> Exercise a: Reproduce the part of the financial filing excerpt below that begins with the words "We continued to" and ends with "deferred tax assets.".

> Text excerpt:
>> begin

Prior Credit Agreement
In March 2016, we and our subsidiaries entered into the Prior Credit Agreement with Crystal Financial SPV LLC. The Prior Credit Agreement provided for a $20.0 million term loan, which was fully funded at closing.

22



In connection with the entry into the New Credit Agreement described above, effective April 20, 2017, we and our applicable subsidiaries satisfied and discharged all obligations under, and terminated, the Prior Credit Agreement, except for obligations that pursuant to the express terms of the Prior Credit Agreement survive payment of the obligations. As of April 20, 2017, $13.4 million was outstanding under the Prior Credit Agreement. As a result of the refinancing, we recorded a loss on extinguishment of debt of $1.5 million in the nine months ending September 30, 2017, including interest, prepayment penalties, transaction fees and expenses totaling approximately $487 thousand as a result of the termination.
16.    Income Taxes
Our consolidated effective tax rate from continuing operations for the three months ended September 30, 2017 and 2016 was (0.2)% and 3.5%, respectively. Our consolidated effective tax rate from continuing operations for the nine months ended September 30, 2017 and 2016 was 0.2% and 3.1%, respectively. The rates remained relatively flat due to the continued valuation allowance.
We continued to evaluate all significant available positive and negative evidence including, but not limited to, our three-year cumulative loss, as adjusted for permanent items; insufficient sources of taxable income in prior carryback periods in order to utilize all of the existing definite-lived net deferred tax assets; unavailability of prudent and feasible tax-planning strategies; negative adjustments to our projected taxable income; and scheduling of the future reversals of existing temporary differences. As a result, we were not able to recognize a net tax benefit associated with our pre-tax loss in the nine months ended September 30, 2017, as there has been no change to the conclusion from the year ended December 31, 2016 that it was more likely than not that we would not generate sufficient taxable income in the foreseeable future to realize our net deferred tax assets.
The amount of deferred tax assets considered realizable as of September 30, 2017 could be adjusted if facts and circumstances in future reporting periods change, including, but not limited to, generating sufficient future taxable income in the carryforward periods. If certain substantial changes in the entity’s ownership were to occur, there would be an annual limitation on the amount of the carryforwards that can be utilized in the future. The remaining deferred tax liability as of September 30, 2017 relates to an indefinite-lived intangible.
There were no material changes to our uncertain tax positions during the three or nine months ended September 30, 2017 or 2016.

>> end

> Entries provided:
>> begin

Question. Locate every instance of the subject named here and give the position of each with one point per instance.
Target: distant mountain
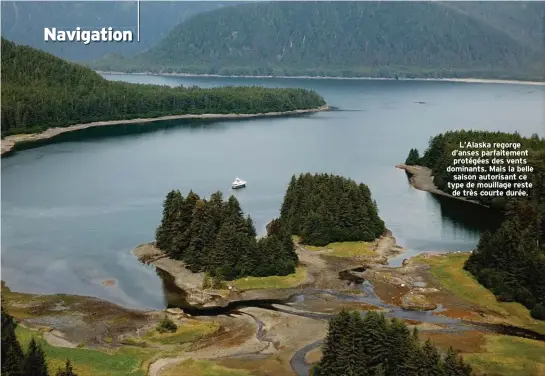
(425, 39)
(23, 22)
(40, 91)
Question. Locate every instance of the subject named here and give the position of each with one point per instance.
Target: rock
(175, 311)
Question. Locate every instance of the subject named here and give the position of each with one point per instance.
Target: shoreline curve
(460, 80)
(9, 142)
(421, 178)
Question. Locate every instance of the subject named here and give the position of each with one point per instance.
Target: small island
(44, 96)
(213, 254)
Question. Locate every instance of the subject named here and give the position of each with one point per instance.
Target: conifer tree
(163, 235)
(12, 354)
(67, 371)
(34, 363)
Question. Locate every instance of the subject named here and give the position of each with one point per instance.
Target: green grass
(86, 362)
(272, 282)
(192, 367)
(188, 331)
(448, 270)
(506, 355)
(346, 249)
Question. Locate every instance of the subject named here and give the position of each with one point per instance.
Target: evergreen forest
(40, 91)
(511, 260)
(213, 236)
(377, 346)
(352, 39)
(325, 208)
(16, 362)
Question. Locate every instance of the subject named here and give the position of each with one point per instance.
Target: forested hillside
(23, 22)
(325, 208)
(377, 346)
(510, 261)
(213, 236)
(387, 39)
(40, 91)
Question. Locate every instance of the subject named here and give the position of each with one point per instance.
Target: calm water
(72, 211)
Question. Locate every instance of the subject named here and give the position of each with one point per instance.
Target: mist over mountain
(23, 22)
(388, 39)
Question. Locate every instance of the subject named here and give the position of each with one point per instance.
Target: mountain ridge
(344, 39)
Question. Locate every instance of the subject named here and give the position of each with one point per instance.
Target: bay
(73, 210)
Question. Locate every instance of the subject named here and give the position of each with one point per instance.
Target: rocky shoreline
(192, 283)
(461, 80)
(318, 271)
(9, 142)
(421, 178)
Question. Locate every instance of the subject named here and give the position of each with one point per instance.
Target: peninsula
(44, 96)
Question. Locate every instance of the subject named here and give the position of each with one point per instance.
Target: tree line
(214, 236)
(376, 346)
(511, 260)
(325, 208)
(15, 362)
(349, 39)
(40, 91)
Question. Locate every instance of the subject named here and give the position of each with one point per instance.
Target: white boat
(238, 183)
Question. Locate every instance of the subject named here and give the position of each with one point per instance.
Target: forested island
(377, 346)
(40, 91)
(335, 39)
(509, 261)
(325, 208)
(214, 236)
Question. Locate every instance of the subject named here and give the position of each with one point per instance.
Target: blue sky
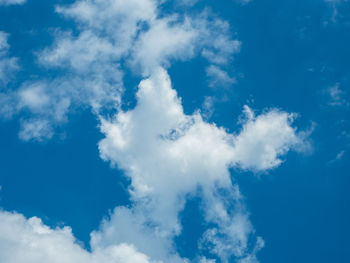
(174, 131)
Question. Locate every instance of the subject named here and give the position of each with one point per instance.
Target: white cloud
(30, 241)
(112, 33)
(265, 138)
(37, 129)
(167, 154)
(162, 150)
(218, 77)
(336, 96)
(7, 64)
(12, 2)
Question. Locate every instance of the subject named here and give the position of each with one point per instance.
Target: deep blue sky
(292, 53)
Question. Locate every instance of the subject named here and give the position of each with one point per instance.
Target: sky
(162, 131)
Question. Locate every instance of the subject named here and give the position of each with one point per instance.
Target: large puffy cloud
(7, 64)
(169, 155)
(25, 240)
(12, 2)
(90, 63)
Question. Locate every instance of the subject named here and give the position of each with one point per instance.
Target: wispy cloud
(12, 2)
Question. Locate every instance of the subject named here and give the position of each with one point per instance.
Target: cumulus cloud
(162, 150)
(7, 64)
(111, 35)
(218, 77)
(336, 96)
(12, 2)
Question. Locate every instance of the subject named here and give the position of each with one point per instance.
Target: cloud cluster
(112, 36)
(168, 155)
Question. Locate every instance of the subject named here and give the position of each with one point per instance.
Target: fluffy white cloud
(162, 151)
(12, 2)
(218, 77)
(7, 64)
(111, 34)
(30, 241)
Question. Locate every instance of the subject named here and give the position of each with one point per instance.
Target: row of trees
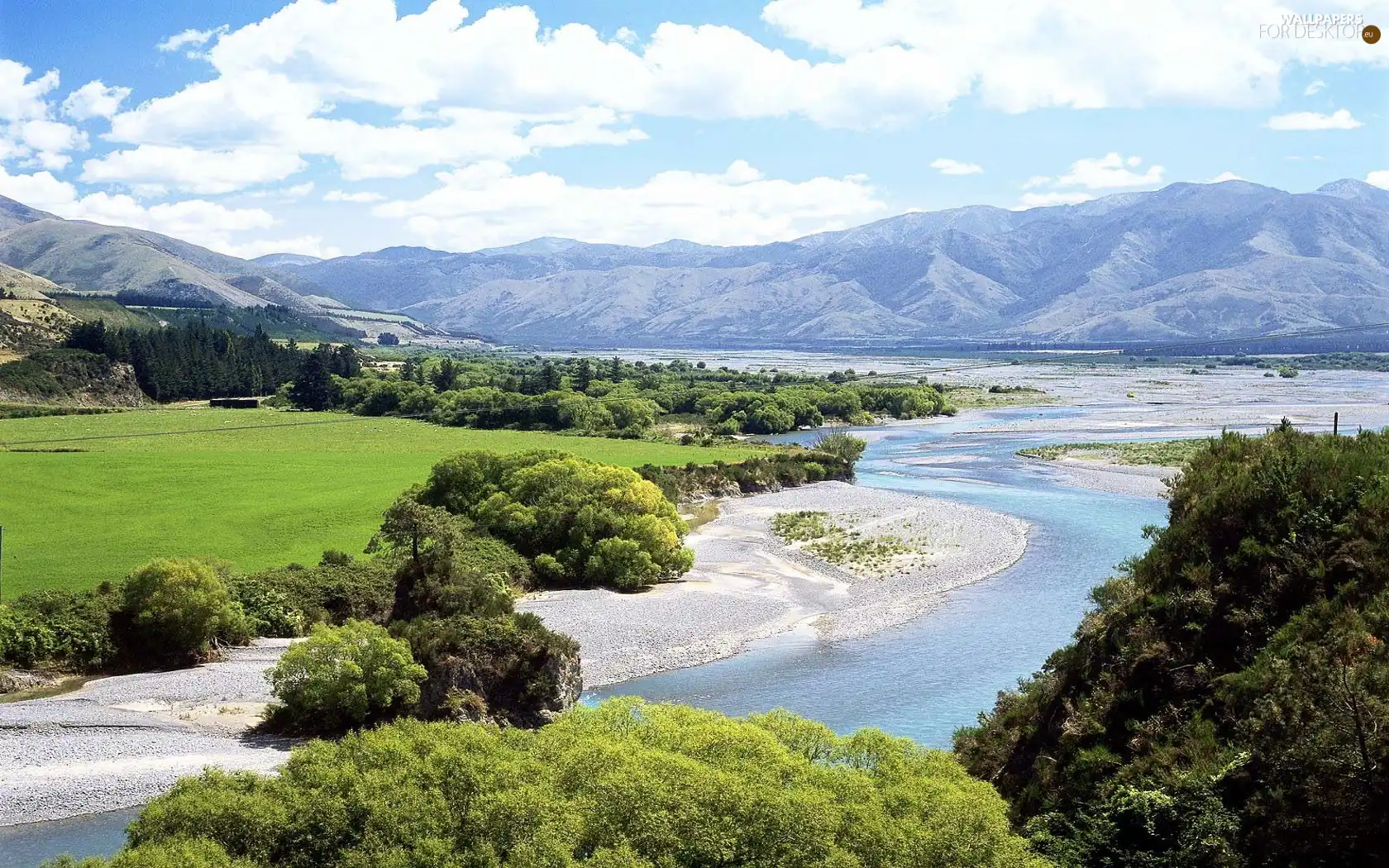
(193, 361)
(614, 396)
(624, 785)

>> end

> Exercise b: Gather every line of the records above that contains the string "island", matching case exactly.

> Exercise response a:
We continued to evaluate all significant available positive and negative evidence including, but not limited to, our three-year cumulative loss, as adjusted for permanent items; insufficient sources of taxable income in prior carryback periods in order to utilize all of the existing definite-lived net deferred tax assets; unavailability of prudent and feasible tax-planning strategies; negative adjustments to our projected taxable income; and scheduling of the future reversals of existing temporary differences. As a result, we were not able to recognize a net tax benefit associated with our pre-tax loss in the nine months ended September 30, 2017, as there has been no change to the conclusion from the year ended December 31, 2016 that it was more likely than not that we would not generate sufficient taxable income in the foreseeable future to realize our net deferred tax assets.

> Exercise response b:
Target: small island
Target: forested island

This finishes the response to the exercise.